[Tasks for this exercise]:
1 > Answer these questions using the passage on the karayukisan, one line each.
(a) What does "kara" refer to in the word karayukisan?
(b) Who hired Muraoka Iheiji to travel around China and write a secret report?
(c) What were the bakuto originally?
2 > Reproduce word for word the portion of the passage on the karayukisan between "Japanese pimps and" and "workers . . . to Muraoka.", inclusive.
3 > Write the next part of the passage on the karayukisan, picking up after its final sentence.

[Passage to read]:
Chinese pimps operating out of Japanese port cities kidnap poor Japanese women and ship them to brothels in China. These women are known as karayukisan (kara being an old word for China, yuki meaning, to go to)


Japanese are allowed to settle and do trade in all of Korea. Although in practice only the tekiya (fore-runners of the Yakuza, tekiya were organized clans of traveling merchants pushing carts full of iffy merch. You can still see them at festivals) really bothered to make the trip. The tekiya would use violence and intimidation to coerce Koreans into buying shoddy goods and fake medicines. They were “soon joined by drug traffickers and sex workers.” All backed up by the official Japanese consulates, who would “protect” them from retaliation by the Korean citizens. Even though Korea was still run by the Korean government. The more money the thugs made, the more they could spend on lobbying the Japanese government for more “protection”, which would allow them to rip off even more Koreans. Another fore-runner of the yakuza, the bakuto, also showed up in Korea. Originally traveling gamblers, in Korea the bakuto did predatory lending scams, loan-sharking, and so on, which always ended in them foreclosing on Korean farmers’ land, helping Japan colonize one rice paddy at a time.

1887 – 

Muraoka Iheiji was hired by the Japanese consulate in Shanghai to travel around China and make a secret report about money-making opportunities : businesses and industries that Japanese businessmen could try to muscle in on. At this time, most trade was flowing from China to Japan and the Japanese government wanted to reverse this trend. Muraoka quickly realized that the biggest moneymaking opportunity was in prostitution and human trafficking. After he finished the report, he resigned from government service, to become a pimp and kidnapper.


Japanese pimps and human traffickers fight it out with the Chinese, for domination of the karayuki business.  Pimps like Muraoka are outraged that Chinese are kidnapping “their women” and vow to “save them” from these gaijin – by re-kidnapping them and selling them at a profit to other Japanese pimps. Muraoka relates several stories in his autobiography about going to Hong Kong and snitching on a Chinese brothel to British police. The Brits shut down the brothel and hand over all the workers . . . to Muraoka.

On more than one occasion, a whole group of kidnapped women was found dead in the locked boiler room of a ship – a scene straight out of The Wire.

[Records shown]:
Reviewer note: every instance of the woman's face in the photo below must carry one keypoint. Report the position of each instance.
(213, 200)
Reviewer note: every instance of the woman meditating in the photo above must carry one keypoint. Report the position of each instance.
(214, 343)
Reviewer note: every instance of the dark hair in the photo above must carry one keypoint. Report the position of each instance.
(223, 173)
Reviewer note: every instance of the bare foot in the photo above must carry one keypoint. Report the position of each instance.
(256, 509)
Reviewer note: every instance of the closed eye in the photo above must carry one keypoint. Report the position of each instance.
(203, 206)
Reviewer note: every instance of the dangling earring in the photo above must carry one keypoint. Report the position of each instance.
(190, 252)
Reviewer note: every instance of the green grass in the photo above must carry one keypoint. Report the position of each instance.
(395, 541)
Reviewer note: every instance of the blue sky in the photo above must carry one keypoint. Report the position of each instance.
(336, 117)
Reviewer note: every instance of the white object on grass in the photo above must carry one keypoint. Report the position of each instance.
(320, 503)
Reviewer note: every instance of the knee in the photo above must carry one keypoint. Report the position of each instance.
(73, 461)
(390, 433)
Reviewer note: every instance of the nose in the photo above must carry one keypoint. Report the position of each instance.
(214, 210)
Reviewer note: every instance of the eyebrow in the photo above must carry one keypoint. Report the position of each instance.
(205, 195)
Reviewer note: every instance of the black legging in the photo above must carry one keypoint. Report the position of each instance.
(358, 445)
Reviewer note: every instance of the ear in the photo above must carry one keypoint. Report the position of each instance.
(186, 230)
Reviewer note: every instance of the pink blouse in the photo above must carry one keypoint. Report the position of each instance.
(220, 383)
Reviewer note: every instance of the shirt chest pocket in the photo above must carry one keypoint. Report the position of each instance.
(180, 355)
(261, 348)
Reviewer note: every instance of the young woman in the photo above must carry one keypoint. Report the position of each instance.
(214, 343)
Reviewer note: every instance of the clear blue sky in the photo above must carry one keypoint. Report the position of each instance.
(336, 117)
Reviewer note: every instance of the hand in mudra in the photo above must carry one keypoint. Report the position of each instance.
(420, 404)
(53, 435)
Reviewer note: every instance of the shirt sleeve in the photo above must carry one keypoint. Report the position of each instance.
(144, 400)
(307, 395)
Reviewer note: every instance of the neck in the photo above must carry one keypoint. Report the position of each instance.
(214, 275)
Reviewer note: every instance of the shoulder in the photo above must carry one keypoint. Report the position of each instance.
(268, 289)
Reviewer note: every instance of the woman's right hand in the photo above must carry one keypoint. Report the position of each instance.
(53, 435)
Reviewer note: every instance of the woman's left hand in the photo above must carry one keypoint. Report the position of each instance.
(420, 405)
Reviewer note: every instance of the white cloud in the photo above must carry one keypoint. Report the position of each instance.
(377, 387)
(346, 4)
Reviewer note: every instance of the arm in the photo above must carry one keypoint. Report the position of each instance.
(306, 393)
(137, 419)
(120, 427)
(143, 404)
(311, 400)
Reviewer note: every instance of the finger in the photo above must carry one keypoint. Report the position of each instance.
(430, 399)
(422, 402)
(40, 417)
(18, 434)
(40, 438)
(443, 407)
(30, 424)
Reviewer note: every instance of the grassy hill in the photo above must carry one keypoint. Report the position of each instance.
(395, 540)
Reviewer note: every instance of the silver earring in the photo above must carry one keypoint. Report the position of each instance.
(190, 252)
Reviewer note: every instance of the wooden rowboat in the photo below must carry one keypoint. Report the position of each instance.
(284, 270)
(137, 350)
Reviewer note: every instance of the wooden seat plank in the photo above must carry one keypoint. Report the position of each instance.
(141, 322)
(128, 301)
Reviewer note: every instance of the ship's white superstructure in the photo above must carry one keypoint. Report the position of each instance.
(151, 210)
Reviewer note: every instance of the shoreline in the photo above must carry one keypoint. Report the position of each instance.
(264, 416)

[Answer section]:
1 >
(a) An old word for China.
(b) The Japanese consulate in Shanghai.
(c) Traveling gamblers.

2 >
Japanese pimps and human traffickers fight it out with the Chinese, for domination of the karayuki business.  Pimps like Muraoka are outraged that Chinese are kidnapping “their women” and vow to “save them” from these gaijin – by re-kidnapping them and selling them at a profit to other Japanese pimps. Muraoka relates several stories in his autobiography about going to Hong Kong and snitching on a Chinese brothel to British police. The Brits shut down the brothel and hand over all the workers . . . to Muraoka.

3 >
One estimate is that between between 1870 and 1930, around 100,000 Japanese women are kidnapped and sold into sexual slavery.

One Japanese ship captain is quoted as saying, “Japan’s most well-known exports are coal, raw silk, and women.”

As the Japanese pimps spread their business and brothels throughout east Asia, other Japanese merchants follow – setting up small stores to sell overpriced Japanese goods to the karayuki and their customers. The pimps regard themselves as patriotic, and are proud that they are enabling Japanese to expand their trade overseas.

“The prostitutes needed JPanese food, beverages, clothes and many other Japanese products. Their demand was met by the J-variety-goods store,which peddled a wide range of products. As the store also sold to non-Japanese, Japanese commodities became wildly popular. The strength of Japan’s southeast Asian trade today is not thanks to the large merchant houses like Mitsui; the trade was first developed by the variety-goods dealers and behind these merchants is the shadow cast by the Japanese prostitutes.


Japan wins a fight with China and is given Taiwan as part of the booty. However, the question remains: how do we turn this expensive military occupation into a profit?

(also, as part of the booty: all Chinese merchants have to leave Korea, putting it more under the thumb of Japan and ruthless, yakuza-connected Japanese traders).


The civilian doctor Goto Shinpei is appointed governor of Taiwan. He likes to use the native Chinese principles to govern the natives. He uses spin rather than  brute force: he re-interprets Chinese sayings and customs to justify Japanese rule in terms the Taiwanese can accept. Also he legalizes opium, and immediately grants the Japanese government a monopoly on it. Thereby solving the “profitability” problem. Opium is pretty much the one single commodity that turned Taiwan from a huge money loser to a money earner in seven years. The USA couldn’t do that with all the oil in Iraq in 10 fucking years.


Japan wins a fight with Russia, and by way of apology, Russia gives Japan part of China. How the fuck does that even work??? Anyway Japan now has a bit of Manchuria under its direct control. But they also got the Russian-made Manchurian RAILWAY as part of the deal. So now they’re in this weird position of being SEMI colonial overlords. They only own a tiny slice of China outright, but millions of miles of railway, and the right to set up trade and businesses in all the cities the railway goes to. But in those cities, although “Chinese” in theory, are run by puppet regimes, who allow the Japanese secret police to run rampant. Thus, Japanese citizens and “businessmen” can break any laws and get away with things native Chinese can’t do. This climate attracts every Yakuza, tekiya, mercenary, pimp, and nutcase who has not been nailed down. The issue is: how to parlay this trade agreement with China into outright colonialism?

Another funny thing about Manchuria: there weren’t even many Chinese there. Most of the Chinese who WERE there were immigrants from the center of China. The fact that they were immigrants made them more easy to exploit, and added to the general feeling of Manchuria as being a free-for-all anarchy zone, not a “real” state.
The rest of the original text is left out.